→ **TASK PROMPT**
I'd like the records transcribed exactly, leaving the images out.

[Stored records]
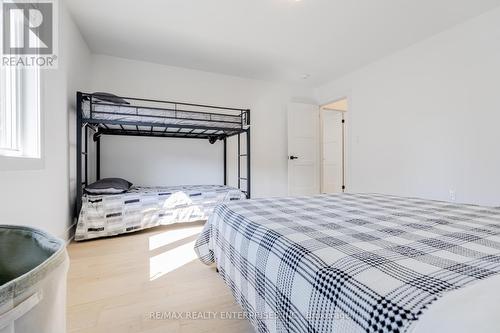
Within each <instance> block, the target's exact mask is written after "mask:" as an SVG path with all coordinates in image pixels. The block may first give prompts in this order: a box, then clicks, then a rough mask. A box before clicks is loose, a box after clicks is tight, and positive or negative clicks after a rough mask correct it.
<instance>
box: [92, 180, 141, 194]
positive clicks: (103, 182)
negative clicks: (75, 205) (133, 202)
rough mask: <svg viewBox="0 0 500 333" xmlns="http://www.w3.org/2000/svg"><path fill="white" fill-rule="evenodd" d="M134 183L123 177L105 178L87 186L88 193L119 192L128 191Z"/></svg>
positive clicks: (110, 193)
mask: <svg viewBox="0 0 500 333" xmlns="http://www.w3.org/2000/svg"><path fill="white" fill-rule="evenodd" d="M130 186H132V183H131V182H129V181H126V180H125V179H122V178H103V179H100V180H98V181H96V182H95V183H92V184H90V185H88V186H86V187H85V192H87V193H88V194H119V193H124V192H127V191H128V190H129V189H130Z"/></svg>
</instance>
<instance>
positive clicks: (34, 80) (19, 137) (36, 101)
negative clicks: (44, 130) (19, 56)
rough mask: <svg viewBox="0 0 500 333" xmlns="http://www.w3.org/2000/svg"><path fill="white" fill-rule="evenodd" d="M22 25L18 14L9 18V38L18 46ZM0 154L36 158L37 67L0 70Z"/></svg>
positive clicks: (38, 133)
mask: <svg viewBox="0 0 500 333" xmlns="http://www.w3.org/2000/svg"><path fill="white" fill-rule="evenodd" d="M21 14H22V12H21ZM22 25H23V17H22V15H12V16H11V26H10V33H11V38H14V40H15V41H17V42H19V43H21V42H22V39H23V26H22ZM0 155H3V156H17V157H31V158H39V157H40V72H39V69H38V68H34V67H33V68H21V67H14V66H2V67H1V68H0Z"/></svg>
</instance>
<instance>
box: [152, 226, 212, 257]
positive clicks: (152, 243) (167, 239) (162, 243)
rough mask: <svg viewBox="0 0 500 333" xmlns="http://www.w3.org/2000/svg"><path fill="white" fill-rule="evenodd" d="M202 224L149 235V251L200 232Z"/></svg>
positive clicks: (158, 247)
mask: <svg viewBox="0 0 500 333" xmlns="http://www.w3.org/2000/svg"><path fill="white" fill-rule="evenodd" d="M202 229H203V226H194V227H189V228H182V229H177V230H169V231H166V232H162V233H161V234H158V235H154V236H151V237H149V251H153V250H156V249H158V248H160V247H163V246H166V245H169V244H172V243H175V242H177V241H180V240H182V239H184V238H188V237H191V236H194V235H197V234H199V233H200V232H201V230H202Z"/></svg>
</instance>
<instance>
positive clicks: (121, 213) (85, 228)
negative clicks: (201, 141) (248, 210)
mask: <svg viewBox="0 0 500 333" xmlns="http://www.w3.org/2000/svg"><path fill="white" fill-rule="evenodd" d="M245 198H246V196H245V194H244V193H243V192H242V191H240V190H239V189H237V188H234V187H229V186H224V185H185V186H155V187H146V186H133V187H132V188H131V189H130V190H129V191H127V192H126V193H122V194H115V195H90V194H85V195H83V198H82V210H81V211H80V216H79V219H78V224H77V228H76V234H75V240H77V241H80V240H87V239H93V238H99V237H108V236H114V235H118V234H123V233H128V232H133V231H137V230H141V229H146V228H151V227H155V226H158V225H168V224H173V223H180V222H195V221H200V220H206V219H207V218H208V217H209V216H210V215H211V213H212V211H213V209H214V207H215V206H216V205H217V204H219V203H222V202H226V201H233V200H242V199H245Z"/></svg>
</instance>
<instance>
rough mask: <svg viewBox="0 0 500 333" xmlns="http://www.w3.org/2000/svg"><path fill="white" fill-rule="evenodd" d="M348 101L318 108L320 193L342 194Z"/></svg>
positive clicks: (343, 100) (343, 178)
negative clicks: (333, 193) (319, 130)
mask: <svg viewBox="0 0 500 333" xmlns="http://www.w3.org/2000/svg"><path fill="white" fill-rule="evenodd" d="M347 112H348V100H347V98H342V99H340V100H338V101H335V102H333V103H329V104H326V105H323V106H322V107H321V108H320V160H321V163H320V191H321V193H324V194H331V193H342V192H345V190H346V183H345V155H346V154H345V120H346V117H345V115H346V113H347Z"/></svg>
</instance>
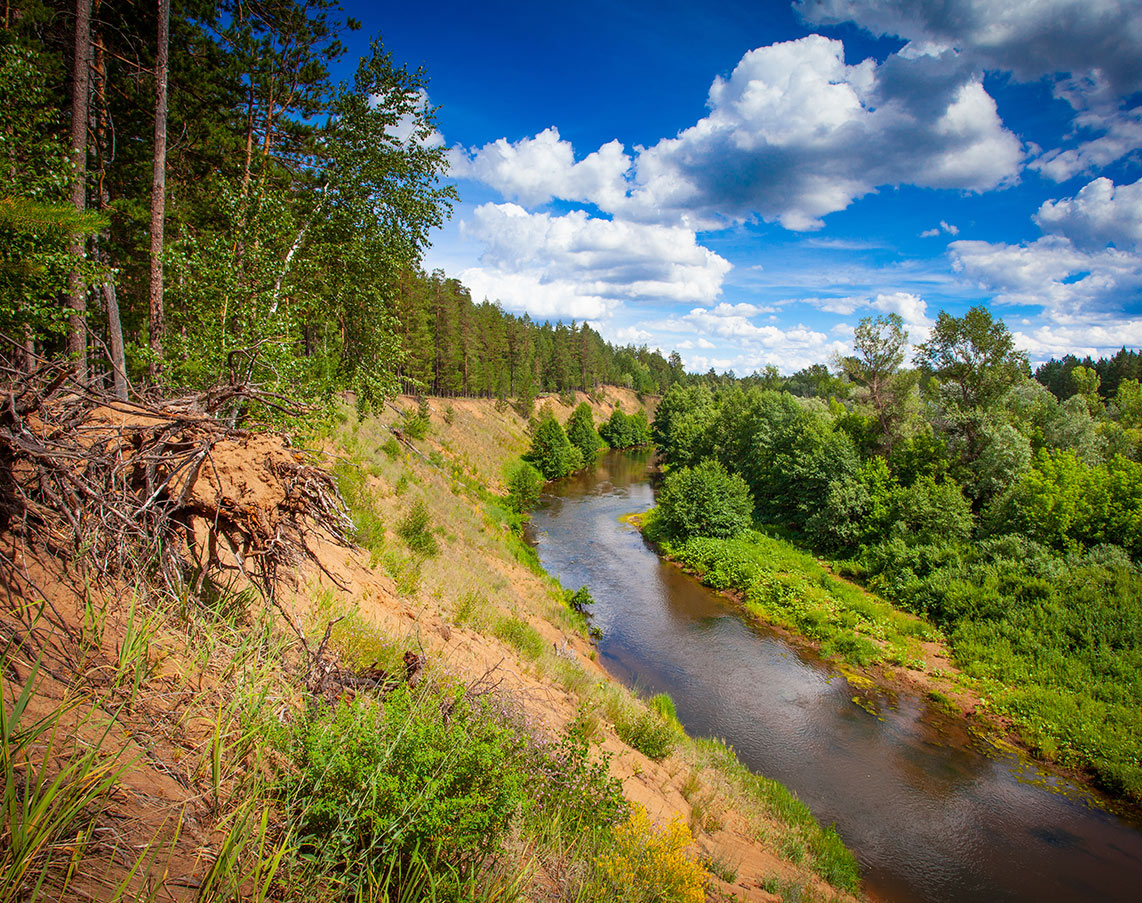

→ **ANSWER BOX**
Within each <instance> block, the target's exact mask is written after "mask:" as an SVG path with all coordinates in image pixels. The block may first give prompts in this order: a box, then clicks, then a rough mask. A box before clicks is loose, a box after clicks is tight, and positive or negative clicks after a rough mask correct it.
<instance>
box: [92, 180, 141, 194]
positive clicks: (103, 182)
negative clicks: (75, 205) (133, 202)
rough mask: <svg viewBox="0 0 500 333" xmlns="http://www.w3.org/2000/svg"><path fill="white" fill-rule="evenodd" d="M134 183L123 177L105 178L87 186L88 193L119 192L128 191Z"/></svg>
positive clicks: (110, 193)
mask: <svg viewBox="0 0 500 333" xmlns="http://www.w3.org/2000/svg"><path fill="white" fill-rule="evenodd" d="M130 186H132V183H131V182H129V181H126V180H125V179H122V178H103V179H100V180H98V181H96V182H95V183H92V184H90V185H88V186H86V187H85V192H87V193H88V194H119V193H124V192H127V191H128V190H129V189H130Z"/></svg>
</instance>
<instance>
positive clicks: (34, 80) (19, 137) (36, 101)
negative clicks: (44, 130) (19, 56)
rough mask: <svg viewBox="0 0 500 333" xmlns="http://www.w3.org/2000/svg"><path fill="white" fill-rule="evenodd" d="M22 25L18 14L9 18V38L18 46ZM0 154L36 158L37 67L0 70Z"/></svg>
positive clicks: (38, 133)
mask: <svg viewBox="0 0 500 333" xmlns="http://www.w3.org/2000/svg"><path fill="white" fill-rule="evenodd" d="M21 14H22V12H21ZM22 25H23V17H22V15H12V16H11V26H10V33H11V38H14V40H15V41H17V42H19V43H21V42H22V39H23V26H22ZM0 155H3V156H17V157H31V158H39V157H40V72H39V69H38V68H34V67H33V68H21V67H14V66H2V67H1V68H0Z"/></svg>
</instance>
<instance>
box: [152, 226, 212, 257]
positive clicks: (152, 243) (167, 239) (162, 243)
rough mask: <svg viewBox="0 0 500 333" xmlns="http://www.w3.org/2000/svg"><path fill="white" fill-rule="evenodd" d="M202 224L149 235V251L200 232Z"/></svg>
positive clicks: (158, 247)
mask: <svg viewBox="0 0 500 333" xmlns="http://www.w3.org/2000/svg"><path fill="white" fill-rule="evenodd" d="M202 229H203V226H194V227H189V228H182V229H177V230H169V231H166V232H162V233H161V234H158V235H154V236H151V237H149V251H153V250H156V249H158V248H160V247H163V246H166V245H169V244H172V243H175V242H177V241H180V240H182V239H184V238H188V237H191V236H194V235H197V234H199V233H200V232H201V230H202Z"/></svg>
</instance>
<instance>
positive clicks: (121, 213) (85, 228)
negative clicks: (201, 141) (248, 210)
mask: <svg viewBox="0 0 500 333" xmlns="http://www.w3.org/2000/svg"><path fill="white" fill-rule="evenodd" d="M245 198H246V196H245V194H244V193H243V192H242V191H240V190H239V189H237V188H234V187H229V186H224V185H185V186H155V187H146V186H133V187H132V188H131V189H130V190H129V191H127V192H126V193H122V194H115V195H90V194H85V195H83V198H82V210H81V211H80V216H79V219H78V224H77V228H76V234H75V240H77V241H80V240H87V239H93V238H99V237H108V236H114V235H118V234H123V233H128V232H133V231H137V230H141V229H146V228H151V227H155V226H158V225H168V224H173V223H180V222H195V221H200V220H206V219H207V218H208V217H209V216H210V215H211V213H212V211H213V209H214V207H215V206H216V205H217V204H219V203H222V202H226V201H233V200H242V199H245Z"/></svg>
</instance>
<instance>
rough mask: <svg viewBox="0 0 500 333" xmlns="http://www.w3.org/2000/svg"><path fill="white" fill-rule="evenodd" d="M348 101L318 108L320 193L342 194Z"/></svg>
positive clicks: (343, 100) (343, 178)
negative clicks: (333, 193) (319, 130)
mask: <svg viewBox="0 0 500 333" xmlns="http://www.w3.org/2000/svg"><path fill="white" fill-rule="evenodd" d="M347 112H348V100H347V98H342V99H340V100H338V101H335V102H333V103H329V104H326V105H323V106H322V107H321V108H320V160H321V163H320V191H321V193H324V194H331V193H342V192H345V190H346V183H345V155H346V154H345V120H346V117H345V115H346V113H347Z"/></svg>
</instance>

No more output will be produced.